→ **Short problem a**: Update the rows from the line containing "Thanks for the photo. Could you please mark the truck tire" through the end of the rows, changing "deepest" to "innermost" and leaving everything else the same. Return only those lines.

→ **Text segment**:
· · ·

I moved to Florida after graduating from law school, and by total chance, a roommate worked for a bank/servicer. I got a position as a Foreclosure Coordinator in August 1997. It was a different era then, but the job is pretty much what you assume. I referred cases to outside counsel in Pennsylvania and other states while monitoring their timelines. We had some autonomy choosing firms, and the servicing technology was seemingly not much different than today, outside of the rows of fax machines. I would order the collateral from the vault and manually fill out the foreclosure referral with a pen to include the long FITNO with the trustee and securitization pool. I would ship all the referrals with collateral in a FedEx to the law firms with a coversheet attached. After that, the job was reporting, tracking, obtaining affidavits/assignments and attending meetings. I had to wear a suit every day.

We worked closely with the Loan Resolution Department (LRCs), which is where I would meet my wife. LRCs handled the deal-making on residential loans, whether it was forbearances, modifications, or short sales. They were much the same workouts as those used today, but without as many rules impacting how contact can be made, and workouts processed. CFPB, HAMP, and other familiar acronyms we use today routinely didn’t exist then. I eventually moved to the REO Department as Fannie Mae Coordinator, where I was the liaison responsible for REOs being sold and closed by Fannie Mae’s real estate department, as opposed to the in-house REO sales department. It was an uncomfortable position given that my success meant everyone else’s jobs could be outsourced to Dallas.

I later moved to the position of REO Closing Manager, with my own network of attorneys and title companies and a primary focus of closing the REO contracts by month’s end. The “closers” were in six cubes, surrounded by a sea of REO Sales Manager cubes “prairie dogging” daily, asking for status. This was my favorite position, and it gave me the experience needed to open my own department at a servicer in Miami.

· · ·

→ **Dataset content**:

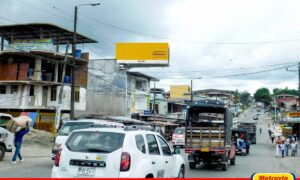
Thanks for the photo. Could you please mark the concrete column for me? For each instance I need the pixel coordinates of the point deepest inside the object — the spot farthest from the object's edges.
(38, 70)
(56, 73)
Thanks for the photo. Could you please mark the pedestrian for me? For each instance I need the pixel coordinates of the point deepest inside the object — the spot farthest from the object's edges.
(294, 148)
(295, 137)
(272, 138)
(287, 144)
(278, 150)
(18, 143)
(282, 148)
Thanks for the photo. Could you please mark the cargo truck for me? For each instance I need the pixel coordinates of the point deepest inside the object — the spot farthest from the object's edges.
(208, 134)
(251, 127)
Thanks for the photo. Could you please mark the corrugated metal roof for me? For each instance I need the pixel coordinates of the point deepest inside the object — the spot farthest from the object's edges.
(42, 30)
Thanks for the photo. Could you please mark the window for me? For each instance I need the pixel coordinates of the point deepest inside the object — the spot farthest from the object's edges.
(140, 143)
(164, 146)
(31, 91)
(14, 89)
(95, 142)
(77, 94)
(152, 145)
(2, 89)
(53, 93)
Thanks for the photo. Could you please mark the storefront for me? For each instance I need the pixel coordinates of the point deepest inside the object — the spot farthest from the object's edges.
(293, 120)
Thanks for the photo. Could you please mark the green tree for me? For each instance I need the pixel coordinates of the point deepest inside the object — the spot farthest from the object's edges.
(278, 91)
(263, 95)
(244, 97)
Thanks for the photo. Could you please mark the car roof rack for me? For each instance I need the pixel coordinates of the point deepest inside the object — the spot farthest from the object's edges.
(138, 127)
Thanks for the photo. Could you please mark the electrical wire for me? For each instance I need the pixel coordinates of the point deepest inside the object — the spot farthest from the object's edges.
(168, 38)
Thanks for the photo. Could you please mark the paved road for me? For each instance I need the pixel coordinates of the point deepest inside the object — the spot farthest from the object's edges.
(261, 159)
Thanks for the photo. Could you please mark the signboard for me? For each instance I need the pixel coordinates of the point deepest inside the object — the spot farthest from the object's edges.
(32, 44)
(293, 117)
(143, 54)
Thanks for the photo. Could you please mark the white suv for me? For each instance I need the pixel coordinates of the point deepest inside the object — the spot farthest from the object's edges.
(70, 126)
(116, 153)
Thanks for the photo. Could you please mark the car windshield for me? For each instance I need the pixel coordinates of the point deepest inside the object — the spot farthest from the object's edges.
(69, 127)
(101, 142)
(179, 131)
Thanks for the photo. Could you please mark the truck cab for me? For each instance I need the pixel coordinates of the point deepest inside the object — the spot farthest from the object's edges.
(6, 137)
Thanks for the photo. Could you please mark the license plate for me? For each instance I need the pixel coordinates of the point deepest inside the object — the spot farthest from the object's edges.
(204, 149)
(86, 171)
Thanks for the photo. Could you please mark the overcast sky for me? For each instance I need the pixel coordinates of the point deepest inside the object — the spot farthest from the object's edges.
(207, 39)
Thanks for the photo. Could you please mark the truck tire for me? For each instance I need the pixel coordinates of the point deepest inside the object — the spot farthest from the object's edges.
(2, 153)
(232, 161)
(224, 167)
(192, 165)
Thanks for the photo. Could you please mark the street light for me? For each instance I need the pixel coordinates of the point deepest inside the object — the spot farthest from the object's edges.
(73, 52)
(192, 87)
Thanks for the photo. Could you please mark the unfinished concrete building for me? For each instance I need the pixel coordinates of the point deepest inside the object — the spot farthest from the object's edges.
(31, 65)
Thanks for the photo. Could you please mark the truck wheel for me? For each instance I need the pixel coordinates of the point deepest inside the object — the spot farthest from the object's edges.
(224, 167)
(2, 153)
(192, 165)
(232, 161)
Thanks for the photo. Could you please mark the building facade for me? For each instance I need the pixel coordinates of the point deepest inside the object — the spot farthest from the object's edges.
(31, 67)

· · ·

→ **Short problem b**: Reproduce word for word the stretch of the foreclosure career account from "We worked closely" through "outsourced to Dallas.".

→ **Written solution a**:
Thanks for the photo. Could you please mark the truck tire for me? For each instance I need the pixel coordinates of the point innermost inside the object — the spot farthest from the object's edges.
(2, 153)
(232, 161)
(224, 167)
(192, 165)
Thanks for the photo. Could you please mark the street light for me? For each instance I need the pixel coordinates of the point innermost inside the object — the spot farthest from the object's edges.
(73, 52)
(192, 87)
Thanks for the photo. Could you please mark the unfinished concrete building for me? For each instance I need the pixel coordinates of the point innermost inside the object — the spot farthest from the object's edges.
(31, 65)
Thanks for the photo. Could you please mark the truck wheel for me? For each instance I need the pixel coordinates of the point innermost inside the object — the spot farthest from the object's edges.
(224, 167)
(2, 153)
(192, 165)
(232, 161)
Thanks for the photo. Could you please mark the building facade for me? For each instance I need the pixel coordinates of the point innermost inside the object — the spot farthest from the object's edges.
(31, 67)

→ **Written solution b**:
We worked closely with the Loan Resolution Department (LRCs), which is where I would meet my wife. LRCs handled the deal-making on residential loans, whether it was forbearances, modifications, or short sales. They were much the same workouts as those used today, but without as many rules impacting how contact can be made, and workouts processed. CFPB, HAMP, and other familiar acronyms we use today routinely didn’t exist then. I eventually moved to the REO Department as Fannie Mae Coordinator, where I was the liaison responsible for REOs being sold and closed by Fannie Mae’s real estate department, as opposed to the in-house REO sales department. It was an uncomfortable position given that my success meant everyone else’s jobs could be outsourced to Dallas.